Report every line of the material below that contains the string "locate", treating uppercase and lowercase as different.

——————————

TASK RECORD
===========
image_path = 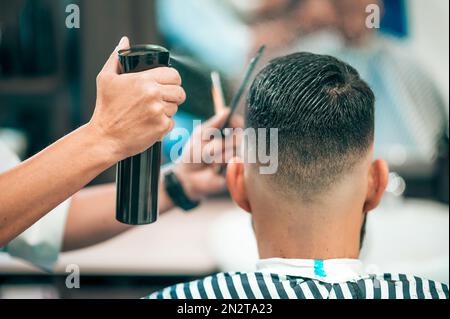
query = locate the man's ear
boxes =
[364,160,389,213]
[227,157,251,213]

——————————

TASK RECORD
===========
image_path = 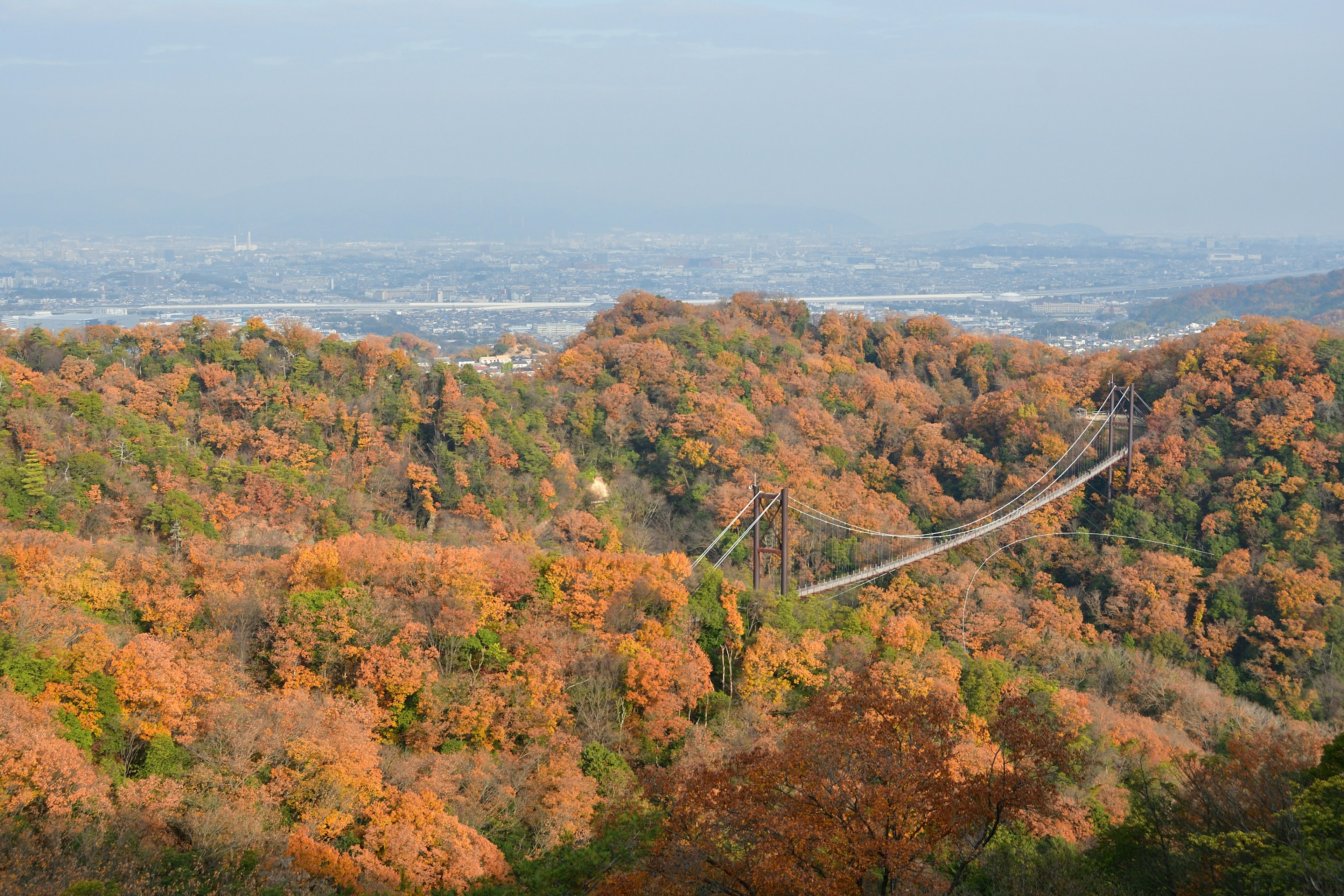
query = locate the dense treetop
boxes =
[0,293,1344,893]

——————————

Worked solution —
query = locate the man's ear
query = locate the dense treetop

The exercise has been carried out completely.